### Requirement
Write out exactly the lines running from the one that contains "the stone tower" through the end of the material.

* START *

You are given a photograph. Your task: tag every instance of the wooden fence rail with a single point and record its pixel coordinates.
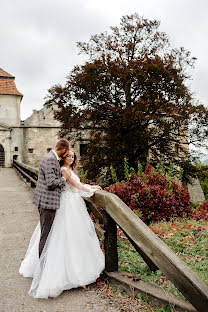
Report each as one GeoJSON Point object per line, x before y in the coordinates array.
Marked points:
{"type": "Point", "coordinates": [114, 212]}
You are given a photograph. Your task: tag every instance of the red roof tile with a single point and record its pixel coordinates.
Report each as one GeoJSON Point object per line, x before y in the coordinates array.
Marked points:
{"type": "Point", "coordinates": [7, 84]}
{"type": "Point", "coordinates": [3, 73]}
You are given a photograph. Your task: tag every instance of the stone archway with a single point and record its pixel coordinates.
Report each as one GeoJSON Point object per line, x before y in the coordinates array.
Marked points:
{"type": "Point", "coordinates": [2, 156]}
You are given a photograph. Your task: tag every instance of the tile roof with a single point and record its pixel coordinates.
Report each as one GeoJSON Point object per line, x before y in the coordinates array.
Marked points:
{"type": "Point", "coordinates": [3, 73]}
{"type": "Point", "coordinates": [7, 84]}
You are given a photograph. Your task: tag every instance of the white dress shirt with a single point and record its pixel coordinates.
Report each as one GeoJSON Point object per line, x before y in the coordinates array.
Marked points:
{"type": "Point", "coordinates": [58, 158]}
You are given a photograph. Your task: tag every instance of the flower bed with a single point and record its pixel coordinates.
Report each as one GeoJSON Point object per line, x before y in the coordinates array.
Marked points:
{"type": "Point", "coordinates": [152, 196]}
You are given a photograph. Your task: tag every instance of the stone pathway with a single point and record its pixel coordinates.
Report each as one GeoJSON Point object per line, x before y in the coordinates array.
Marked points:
{"type": "Point", "coordinates": [18, 220]}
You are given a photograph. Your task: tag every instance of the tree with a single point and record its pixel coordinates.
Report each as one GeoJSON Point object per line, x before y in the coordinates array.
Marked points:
{"type": "Point", "coordinates": [132, 94]}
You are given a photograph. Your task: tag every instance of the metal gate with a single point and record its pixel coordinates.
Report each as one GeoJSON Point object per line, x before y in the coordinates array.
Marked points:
{"type": "Point", "coordinates": [2, 156]}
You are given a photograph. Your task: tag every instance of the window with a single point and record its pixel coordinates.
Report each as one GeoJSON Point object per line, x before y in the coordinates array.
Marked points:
{"type": "Point", "coordinates": [162, 148]}
{"type": "Point", "coordinates": [83, 149]}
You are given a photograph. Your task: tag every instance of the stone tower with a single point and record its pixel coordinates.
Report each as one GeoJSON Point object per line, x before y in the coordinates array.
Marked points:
{"type": "Point", "coordinates": [11, 136]}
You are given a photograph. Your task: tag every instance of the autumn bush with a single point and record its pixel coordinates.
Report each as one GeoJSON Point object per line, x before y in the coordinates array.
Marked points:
{"type": "Point", "coordinates": [199, 211]}
{"type": "Point", "coordinates": [153, 196]}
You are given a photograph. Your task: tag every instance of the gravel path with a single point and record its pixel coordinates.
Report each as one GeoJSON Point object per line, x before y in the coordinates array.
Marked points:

* END *

### Response to the task
You are given a photograph. Your task: tag every instance of the stone tower with a single point and record its pixel coordinates.
Report each as one GeoJSON Point object per line, x before y in the coordinates array.
Marked points:
{"type": "Point", "coordinates": [11, 136]}
You are given a photograph. Your task: tag every instance of the autumn bush with a single point and record its pixel coordinates.
Report each as one GeoJSON Point object per line, x before y in the coordinates array.
Marked points:
{"type": "Point", "coordinates": [199, 211]}
{"type": "Point", "coordinates": [153, 196]}
You are given a photograph. Your task: tag every instance of the gravel path with a single point and record its pixel coordinates.
Report each as one GeoJSON Point object per line, x before y in the coordinates array.
Marked points:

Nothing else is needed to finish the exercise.